• [What you should do] The entries below should be transcribed exactly, every one of them.

(Saved entries)
____________________
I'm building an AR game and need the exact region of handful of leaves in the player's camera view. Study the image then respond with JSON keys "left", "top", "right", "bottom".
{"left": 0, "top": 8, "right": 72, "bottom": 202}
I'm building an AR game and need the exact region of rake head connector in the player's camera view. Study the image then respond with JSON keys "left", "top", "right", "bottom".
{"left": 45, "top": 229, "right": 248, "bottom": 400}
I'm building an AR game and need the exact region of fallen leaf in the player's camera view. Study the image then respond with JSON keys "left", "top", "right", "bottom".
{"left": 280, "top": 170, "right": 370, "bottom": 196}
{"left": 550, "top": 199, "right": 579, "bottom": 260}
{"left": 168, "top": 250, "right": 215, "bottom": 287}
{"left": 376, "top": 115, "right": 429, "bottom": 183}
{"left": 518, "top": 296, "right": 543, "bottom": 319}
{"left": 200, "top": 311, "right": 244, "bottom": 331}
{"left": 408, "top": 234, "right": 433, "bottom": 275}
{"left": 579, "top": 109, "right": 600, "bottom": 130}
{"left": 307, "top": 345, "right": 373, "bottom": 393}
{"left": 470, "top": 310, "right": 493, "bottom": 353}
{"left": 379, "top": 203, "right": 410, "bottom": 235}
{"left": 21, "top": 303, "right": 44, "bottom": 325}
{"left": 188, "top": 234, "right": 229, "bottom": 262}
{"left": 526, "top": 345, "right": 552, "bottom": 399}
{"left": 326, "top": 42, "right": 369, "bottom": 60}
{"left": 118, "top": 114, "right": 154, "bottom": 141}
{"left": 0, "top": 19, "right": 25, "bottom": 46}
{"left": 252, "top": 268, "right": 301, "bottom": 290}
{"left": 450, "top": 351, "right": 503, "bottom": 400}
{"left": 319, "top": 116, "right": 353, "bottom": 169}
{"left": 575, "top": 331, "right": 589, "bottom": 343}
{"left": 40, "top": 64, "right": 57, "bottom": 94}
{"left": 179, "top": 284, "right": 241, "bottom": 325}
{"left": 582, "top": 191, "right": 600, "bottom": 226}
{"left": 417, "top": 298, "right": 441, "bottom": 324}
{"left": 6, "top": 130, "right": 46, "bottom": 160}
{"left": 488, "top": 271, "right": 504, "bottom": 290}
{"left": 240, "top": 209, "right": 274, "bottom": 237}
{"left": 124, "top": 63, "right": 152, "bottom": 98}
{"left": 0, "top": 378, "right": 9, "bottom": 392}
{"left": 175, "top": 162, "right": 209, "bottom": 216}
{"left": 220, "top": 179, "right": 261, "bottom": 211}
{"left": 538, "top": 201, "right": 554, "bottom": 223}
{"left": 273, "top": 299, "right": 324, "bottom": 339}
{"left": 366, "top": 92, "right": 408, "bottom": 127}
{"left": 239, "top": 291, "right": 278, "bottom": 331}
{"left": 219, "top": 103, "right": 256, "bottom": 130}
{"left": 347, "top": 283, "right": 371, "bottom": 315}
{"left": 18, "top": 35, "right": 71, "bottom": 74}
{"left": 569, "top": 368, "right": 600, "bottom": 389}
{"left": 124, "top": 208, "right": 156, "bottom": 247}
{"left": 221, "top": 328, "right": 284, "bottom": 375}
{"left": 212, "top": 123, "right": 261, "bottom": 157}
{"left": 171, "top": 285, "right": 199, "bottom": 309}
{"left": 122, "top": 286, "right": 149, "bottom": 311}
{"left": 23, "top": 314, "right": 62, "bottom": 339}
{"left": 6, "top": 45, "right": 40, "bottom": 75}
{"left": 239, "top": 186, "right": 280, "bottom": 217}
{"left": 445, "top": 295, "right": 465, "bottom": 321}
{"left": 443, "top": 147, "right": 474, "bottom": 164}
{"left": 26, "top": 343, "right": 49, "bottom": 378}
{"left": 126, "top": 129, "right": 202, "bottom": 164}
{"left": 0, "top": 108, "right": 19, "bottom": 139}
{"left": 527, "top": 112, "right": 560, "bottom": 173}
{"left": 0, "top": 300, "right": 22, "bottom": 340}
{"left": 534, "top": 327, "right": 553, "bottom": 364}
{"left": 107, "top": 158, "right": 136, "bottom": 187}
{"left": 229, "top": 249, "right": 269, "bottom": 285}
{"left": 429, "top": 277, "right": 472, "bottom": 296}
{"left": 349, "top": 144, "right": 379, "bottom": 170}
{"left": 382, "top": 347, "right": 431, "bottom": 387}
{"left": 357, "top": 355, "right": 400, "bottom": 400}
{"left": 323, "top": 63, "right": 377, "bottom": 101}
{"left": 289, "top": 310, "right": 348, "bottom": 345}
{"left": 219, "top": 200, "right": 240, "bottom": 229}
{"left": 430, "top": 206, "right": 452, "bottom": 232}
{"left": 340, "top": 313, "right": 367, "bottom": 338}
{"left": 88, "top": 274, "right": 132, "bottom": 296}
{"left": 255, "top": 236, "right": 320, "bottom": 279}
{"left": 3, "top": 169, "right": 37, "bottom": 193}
____________________
• [Answer to the problem]
I'm building an AR game and need the exact region of handful of leaves in the player's camera view. Study the image then respond with JSON keys "left", "top", "right", "bottom".
{"left": 0, "top": 8, "right": 72, "bottom": 202}
I'm building an AR game and need the exact region of rake head connector in the player's camera view. Study the image then respond with JSON keys "left", "top", "right", "bottom".
{"left": 45, "top": 229, "right": 248, "bottom": 400}
I'm building an AR game and need the exact region of fallen leaf in the player's camera view. Study the image then respond with JSON keys "left", "top", "right", "bottom".
{"left": 280, "top": 170, "right": 370, "bottom": 196}
{"left": 550, "top": 199, "right": 579, "bottom": 260}
{"left": 168, "top": 250, "right": 215, "bottom": 287}
{"left": 376, "top": 115, "right": 429, "bottom": 183}
{"left": 518, "top": 296, "right": 543, "bottom": 319}
{"left": 200, "top": 311, "right": 244, "bottom": 331}
{"left": 408, "top": 234, "right": 433, "bottom": 275}
{"left": 579, "top": 109, "right": 600, "bottom": 130}
{"left": 307, "top": 345, "right": 373, "bottom": 393}
{"left": 470, "top": 310, "right": 493, "bottom": 353}
{"left": 379, "top": 203, "right": 410, "bottom": 235}
{"left": 21, "top": 303, "right": 44, "bottom": 325}
{"left": 188, "top": 234, "right": 229, "bottom": 262}
{"left": 526, "top": 345, "right": 552, "bottom": 399}
{"left": 326, "top": 42, "right": 369, "bottom": 60}
{"left": 118, "top": 114, "right": 154, "bottom": 141}
{"left": 0, "top": 19, "right": 25, "bottom": 46}
{"left": 252, "top": 268, "right": 301, "bottom": 290}
{"left": 450, "top": 351, "right": 503, "bottom": 400}
{"left": 319, "top": 116, "right": 353, "bottom": 169}
{"left": 575, "top": 331, "right": 589, "bottom": 343}
{"left": 40, "top": 64, "right": 57, "bottom": 94}
{"left": 179, "top": 284, "right": 241, "bottom": 325}
{"left": 582, "top": 191, "right": 600, "bottom": 226}
{"left": 417, "top": 298, "right": 441, "bottom": 324}
{"left": 6, "top": 130, "right": 46, "bottom": 160}
{"left": 488, "top": 271, "right": 504, "bottom": 290}
{"left": 240, "top": 209, "right": 274, "bottom": 237}
{"left": 124, "top": 63, "right": 152, "bottom": 98}
{"left": 0, "top": 378, "right": 9, "bottom": 392}
{"left": 175, "top": 162, "right": 209, "bottom": 216}
{"left": 220, "top": 179, "right": 261, "bottom": 211}
{"left": 538, "top": 201, "right": 554, "bottom": 223}
{"left": 273, "top": 299, "right": 324, "bottom": 339}
{"left": 366, "top": 92, "right": 408, "bottom": 127}
{"left": 239, "top": 291, "right": 278, "bottom": 331}
{"left": 219, "top": 103, "right": 256, "bottom": 130}
{"left": 347, "top": 283, "right": 371, "bottom": 315}
{"left": 18, "top": 35, "right": 71, "bottom": 74}
{"left": 569, "top": 368, "right": 600, "bottom": 389}
{"left": 124, "top": 208, "right": 156, "bottom": 247}
{"left": 221, "top": 328, "right": 284, "bottom": 375}
{"left": 212, "top": 123, "right": 261, "bottom": 157}
{"left": 171, "top": 285, "right": 199, "bottom": 309}
{"left": 122, "top": 286, "right": 149, "bottom": 311}
{"left": 23, "top": 314, "right": 62, "bottom": 339}
{"left": 6, "top": 45, "right": 40, "bottom": 75}
{"left": 239, "top": 186, "right": 280, "bottom": 217}
{"left": 445, "top": 295, "right": 465, "bottom": 321}
{"left": 443, "top": 147, "right": 474, "bottom": 164}
{"left": 26, "top": 343, "right": 49, "bottom": 378}
{"left": 126, "top": 129, "right": 202, "bottom": 164}
{"left": 0, "top": 108, "right": 19, "bottom": 139}
{"left": 527, "top": 112, "right": 560, "bottom": 173}
{"left": 0, "top": 300, "right": 22, "bottom": 340}
{"left": 534, "top": 327, "right": 553, "bottom": 364}
{"left": 107, "top": 158, "right": 136, "bottom": 187}
{"left": 229, "top": 249, "right": 269, "bottom": 285}
{"left": 429, "top": 277, "right": 472, "bottom": 296}
{"left": 349, "top": 144, "right": 379, "bottom": 170}
{"left": 382, "top": 347, "right": 431, "bottom": 387}
{"left": 357, "top": 355, "right": 400, "bottom": 400}
{"left": 323, "top": 63, "right": 377, "bottom": 101}
{"left": 289, "top": 310, "right": 348, "bottom": 345}
{"left": 219, "top": 200, "right": 240, "bottom": 229}
{"left": 430, "top": 206, "right": 452, "bottom": 232}
{"left": 340, "top": 313, "right": 367, "bottom": 338}
{"left": 88, "top": 274, "right": 132, "bottom": 296}
{"left": 255, "top": 236, "right": 320, "bottom": 279}
{"left": 3, "top": 169, "right": 37, "bottom": 193}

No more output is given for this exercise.